Пытаюсь сфокусироваться на ее расплывчатом силуэте.
— Было так плохо?
Она улыбается.
— Не очень хорошо, но операция прошла успешно. Руку мы вам починили, пользуйтесь на здоровье.
Она показывает мне загадочный снимок какого-то подобия домкрата, расположенного внутри конечности.
— Что это такое?
— Рентген вашей руки, — отвечает она, — с пластиной из нержавеющей стали и 19 винтами.
Она сообщает, что у меня винтовой перелом плечевой кости, то есть рука при падении перекрутилась наподобие полотенца, которое выжимают после стирки, только из плоти и костей. Кость раскололась от локтя до плеча, и по-требовалась продолжительная операция плюс 250 граммов железяк, чтобы ее починить. Как я пойму позднее, перелом плечевой кости — это, черт подери, не шутки.

[Фрагмент набора данных]

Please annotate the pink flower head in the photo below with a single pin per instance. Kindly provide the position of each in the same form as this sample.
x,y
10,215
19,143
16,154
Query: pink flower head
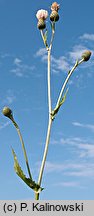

Что сделать>
1. Объясните в одном–трех предложениях, почему, согласно фрагменту текста о переломе, перелом плечевой кости назван винтовым.
2. Верните без изменений участок фрагмента текста о переломе: начните со слов, в которых есть «Она показывает мне», и остановитесь после «и 19 винтами.».

Ответы по заданиям>
1. Перелом назван винтовым, потому что при падении рука перекрутилась, как полотенце, которое выжимают после стирки.

2.
Она показывает мне загадочный снимок какого-то подобия домкрата, расположенного внутри конечности.
— Что это такое?
— Рентген вашей руки, — отвечает она, — с пластиной из нержавеющей стали и 19 винтами.